YOUR OBJECTIVE> Return the listing below unchanged, minus its pictures.

#### EXERCISE MATERIAL ####

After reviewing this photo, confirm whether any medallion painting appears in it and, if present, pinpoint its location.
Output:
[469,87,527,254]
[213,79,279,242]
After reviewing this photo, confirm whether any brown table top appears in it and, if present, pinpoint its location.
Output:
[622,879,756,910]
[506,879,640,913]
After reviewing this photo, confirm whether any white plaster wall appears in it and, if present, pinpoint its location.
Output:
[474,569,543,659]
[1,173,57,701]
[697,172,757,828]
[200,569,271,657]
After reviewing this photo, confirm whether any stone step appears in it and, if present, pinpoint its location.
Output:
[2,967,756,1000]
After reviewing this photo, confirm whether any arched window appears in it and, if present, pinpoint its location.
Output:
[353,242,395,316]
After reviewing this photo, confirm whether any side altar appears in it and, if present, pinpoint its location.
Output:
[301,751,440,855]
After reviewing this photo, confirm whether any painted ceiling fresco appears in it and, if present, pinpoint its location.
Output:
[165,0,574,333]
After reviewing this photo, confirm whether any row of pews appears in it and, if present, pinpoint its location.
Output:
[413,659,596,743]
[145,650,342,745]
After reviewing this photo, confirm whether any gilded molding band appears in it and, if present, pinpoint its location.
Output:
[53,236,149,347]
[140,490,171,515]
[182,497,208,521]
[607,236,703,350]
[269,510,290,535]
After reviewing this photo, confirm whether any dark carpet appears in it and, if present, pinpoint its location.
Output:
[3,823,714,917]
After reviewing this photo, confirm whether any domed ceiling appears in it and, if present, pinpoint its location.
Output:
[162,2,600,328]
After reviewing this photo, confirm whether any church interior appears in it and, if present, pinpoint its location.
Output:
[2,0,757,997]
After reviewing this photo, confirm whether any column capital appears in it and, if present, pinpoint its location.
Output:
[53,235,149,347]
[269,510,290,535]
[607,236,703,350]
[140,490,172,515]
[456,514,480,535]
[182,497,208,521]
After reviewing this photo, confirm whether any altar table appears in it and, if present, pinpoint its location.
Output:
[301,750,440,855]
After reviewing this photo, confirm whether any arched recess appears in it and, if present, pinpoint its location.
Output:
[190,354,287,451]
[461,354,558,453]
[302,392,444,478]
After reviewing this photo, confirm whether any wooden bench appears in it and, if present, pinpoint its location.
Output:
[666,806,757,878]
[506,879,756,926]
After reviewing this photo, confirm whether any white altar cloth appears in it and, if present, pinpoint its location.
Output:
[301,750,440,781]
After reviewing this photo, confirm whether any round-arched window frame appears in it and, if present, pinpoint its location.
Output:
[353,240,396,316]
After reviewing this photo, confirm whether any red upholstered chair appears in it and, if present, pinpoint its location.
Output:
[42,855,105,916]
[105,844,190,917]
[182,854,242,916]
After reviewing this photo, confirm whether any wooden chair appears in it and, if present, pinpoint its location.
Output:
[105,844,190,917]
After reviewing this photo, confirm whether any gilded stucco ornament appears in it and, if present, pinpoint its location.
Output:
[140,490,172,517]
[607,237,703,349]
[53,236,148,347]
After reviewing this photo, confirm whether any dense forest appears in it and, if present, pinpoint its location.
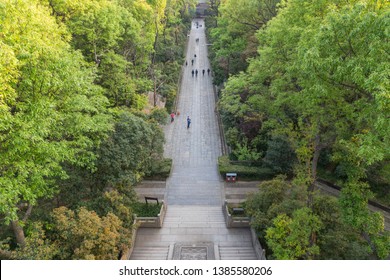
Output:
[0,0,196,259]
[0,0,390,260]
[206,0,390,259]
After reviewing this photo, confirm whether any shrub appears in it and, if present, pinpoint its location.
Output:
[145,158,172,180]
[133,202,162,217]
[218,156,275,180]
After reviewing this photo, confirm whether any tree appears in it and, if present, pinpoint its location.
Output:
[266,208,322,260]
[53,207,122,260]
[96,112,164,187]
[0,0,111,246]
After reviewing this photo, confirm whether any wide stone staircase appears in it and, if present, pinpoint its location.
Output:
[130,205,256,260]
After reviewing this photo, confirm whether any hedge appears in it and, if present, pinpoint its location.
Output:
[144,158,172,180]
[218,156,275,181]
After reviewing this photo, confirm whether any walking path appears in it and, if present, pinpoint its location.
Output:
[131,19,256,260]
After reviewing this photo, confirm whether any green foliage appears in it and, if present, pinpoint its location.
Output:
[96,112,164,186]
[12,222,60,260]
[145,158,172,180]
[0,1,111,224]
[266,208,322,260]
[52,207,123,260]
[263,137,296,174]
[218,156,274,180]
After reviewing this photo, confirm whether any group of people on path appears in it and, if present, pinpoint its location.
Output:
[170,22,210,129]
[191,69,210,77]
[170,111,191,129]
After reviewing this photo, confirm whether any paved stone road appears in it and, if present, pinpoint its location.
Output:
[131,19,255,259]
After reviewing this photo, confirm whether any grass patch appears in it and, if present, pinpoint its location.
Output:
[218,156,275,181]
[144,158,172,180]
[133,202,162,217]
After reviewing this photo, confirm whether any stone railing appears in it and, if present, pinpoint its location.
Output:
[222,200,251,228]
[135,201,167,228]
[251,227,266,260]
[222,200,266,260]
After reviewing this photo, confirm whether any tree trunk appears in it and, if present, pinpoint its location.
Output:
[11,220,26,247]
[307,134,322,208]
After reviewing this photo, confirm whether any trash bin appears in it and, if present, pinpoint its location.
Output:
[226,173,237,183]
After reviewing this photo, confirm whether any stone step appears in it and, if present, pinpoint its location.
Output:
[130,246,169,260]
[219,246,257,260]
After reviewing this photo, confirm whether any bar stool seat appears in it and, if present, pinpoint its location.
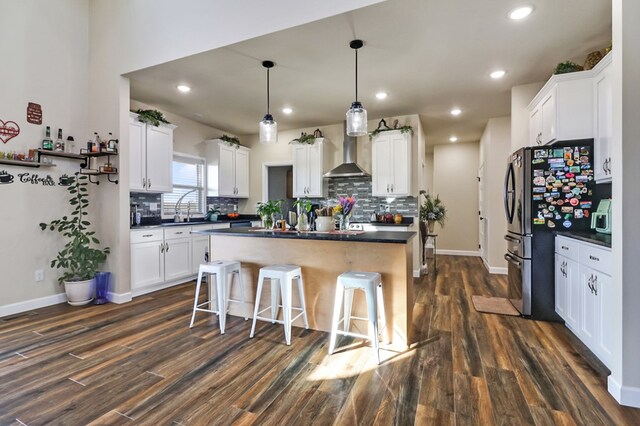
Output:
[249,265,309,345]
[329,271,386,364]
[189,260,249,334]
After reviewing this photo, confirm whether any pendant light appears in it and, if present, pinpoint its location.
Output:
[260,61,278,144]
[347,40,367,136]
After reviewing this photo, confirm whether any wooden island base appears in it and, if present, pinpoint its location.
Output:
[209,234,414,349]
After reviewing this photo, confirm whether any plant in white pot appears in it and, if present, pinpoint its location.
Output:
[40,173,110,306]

####

CORRECT RESPONSE>
After reviewing this photo, confirm whether any medallion painting appears in it and, if present, pinpoint its location.
Output:
[469,87,527,254]
[213,79,279,242]
After reviewing this photo, confirm whether any brown table top appears in it and, if present, pinpoint its location.
Output:
[622,879,756,910]
[506,879,640,913]
After reviewing this photo, confirm whether any white plaster wall appears in it and, if present, pinpoint its location.
Output:
[474,569,543,659]
[1,173,57,701]
[697,172,757,828]
[200,569,271,657]
After reviewing this photo, confirm whether any stone step appears in it and, if present, pinpoint its location.
Output:
[2,967,756,1000]
After reviewing this photo, confirm whether any arched window appears in it and, if present, pinpoint its location.
Output:
[353,242,395,316]
After reviewing this photo, confirm whether any side altar appears in it and, if present, pinpoint its location.
Output:
[301,751,440,855]
After reviewing this photo, confirm whether any painted ceiling fresco appears in it and, if present, pinpoint its location.
Output:
[165,0,574,333]
After reviewing this photo, confirm whether any row of pews appears in it and, if present, pinpoint its location.
Output:
[413,659,596,743]
[145,650,342,745]
After reviewing this photo, confirm whether any gilded molding band appears in it and, if present, pinpoint its location.
Output:
[53,236,149,347]
[140,490,171,515]
[182,497,208,521]
[607,236,703,350]
[269,510,290,535]
After reviewing this photo, confirm whether any dark carpet appears in it and, if present, pinpoint its location.
Output:
[3,823,714,917]
After reviewing this photo, confirm whether any domed ceiling appears in it and, if present, pinpoint its location.
Output:
[162,2,600,328]
After reviewing this photo, confirm whether any church interior appears in it and, if present, pinpoint its location.
Output:
[2,0,757,997]
After reviewing this photo, confirm whether any column capital appears in it and, if present, pinpoint its location.
Output:
[53,235,149,347]
[269,510,290,535]
[607,236,703,350]
[140,490,172,515]
[456,514,480,535]
[182,497,208,521]
After reviewing this photo, confirm whether any altar table appears in it and, if present, pinpoint its location.
Output:
[301,750,440,855]
After reviewing this photo, confirm whether any arched recess appears in it and, if present, pinpoint its location.
Output:
[190,354,287,451]
[461,354,558,453]
[302,392,444,478]
After reviewing this photo, confirm whether any wooden bench appears in it and, if present, pinpoint its location.
Output:
[666,806,757,878]
[506,879,756,926]
After reviewing this photo, confirm whether any white altar cloth appears in it and, if present, pinpoint its location.
Output:
[301,750,440,781]
After reviewing this photo, confirm whether any round-arched window frame appears in it and, if present, pinpoint its location.
Output:
[353,240,396,316]
After reviewing this photo, confirm whether any red upholstered chair appears in it and, if present, pinpoint its location.
Output:
[42,855,105,916]
[105,844,190,917]
[182,854,242,916]
After reviewing this photo, confirm whether any wooden chair appears in it and, if present, pinpoint its location.
Output:
[105,844,190,917]
After reviewing this photo, confirm whether any gilded stucco ornament appears in it and, if present, pinpoint its location.
Output:
[140,490,172,517]
[607,237,703,349]
[53,236,148,347]
After reviewing this photo, confirm whether any dense forest appears in it and, if present, pinpoint its location.
Output:
[0,0,196,259]
[0,0,390,260]
[206,0,390,259]
After reviewing this photo, confirm whether any shrub appears in it and, if present, pinpoint its location.
Output:
[145,158,172,180]
[133,202,162,217]
[218,156,275,180]
After reviewing this photo, confirm whether any tree appears in it and, if present, pinpoint its location.
Output:
[266,208,322,260]
[53,207,122,260]
[96,112,164,187]
[0,0,111,246]
After reviewing this photo, confirm whether any wide stone staircase appears in it and, if present, pinpoint its location.
Output:
[130,205,256,260]
After reviewing this photo, confirm whether any hedge appears in it and, if present, pinpoint its location.
Output:
[144,158,172,180]
[218,156,275,181]
After reviewing this photo, confirm whether any walking path appears in it and, if present, pinpoint its location.
Output:
[131,19,256,260]
After reviewing this photo, confirm whether any green foliage appears in it and, if present, pinpoint its location.
Output:
[96,112,164,186]
[12,222,60,260]
[145,158,172,180]
[0,1,111,224]
[266,208,322,260]
[52,207,123,260]
[263,137,296,174]
[218,156,274,180]
After reviewing this photo, confirm whether any group of people on path appears in it and, if present, pinpoint its location.
Output:
[170,22,210,129]
[191,69,210,77]
[170,111,191,129]
After reviewing this photo, confirm whether any paved stone road appears in it and, if present, pinpoint its location.
Output:
[131,19,255,259]
After reviewing this photo, confirm whether any grass patch appears in it and, if present, pinpoint its location.
Output:
[218,156,275,181]
[144,158,172,180]
[133,202,162,217]
After reviewing this photo, confirm whether any stone railing appears in it and, if present, pinpoint its location.
Output:
[222,200,251,228]
[135,201,167,228]
[251,227,266,260]
[222,200,266,260]
After reviewing this photo, confirm whether any tree trunk appears in it and, if present, pinpoint its location.
Output:
[11,220,26,247]
[307,134,322,208]
After reviewing this photo, confirm whether any trash bin appears in it and, if present, pinpoint its location.
Output:
[226,173,237,183]
After reviewing this photo, confirm whether any stone step appears in it and, if present, pinpoint its location.
Output:
[130,246,169,260]
[219,246,257,260]
After reviewing this photo, confirm whether any bar stool seat appears in it and, if present, pinpoint its location.
Output:
[249,265,309,345]
[329,271,386,364]
[189,260,249,334]
After reviewing this photo, confirm whether any pendant light appears in it and, if present, pinpoint its location.
Output:
[260,61,278,144]
[347,40,367,136]
After reviewing this photo, confirm whether any wooden island base appears in it and, if present, pinpoint its location.
Output:
[209,234,414,349]
After reviewing this photo, confirm whether any plant in white pot appears in it and, if present, pinpoint its location.
Output:
[40,173,110,306]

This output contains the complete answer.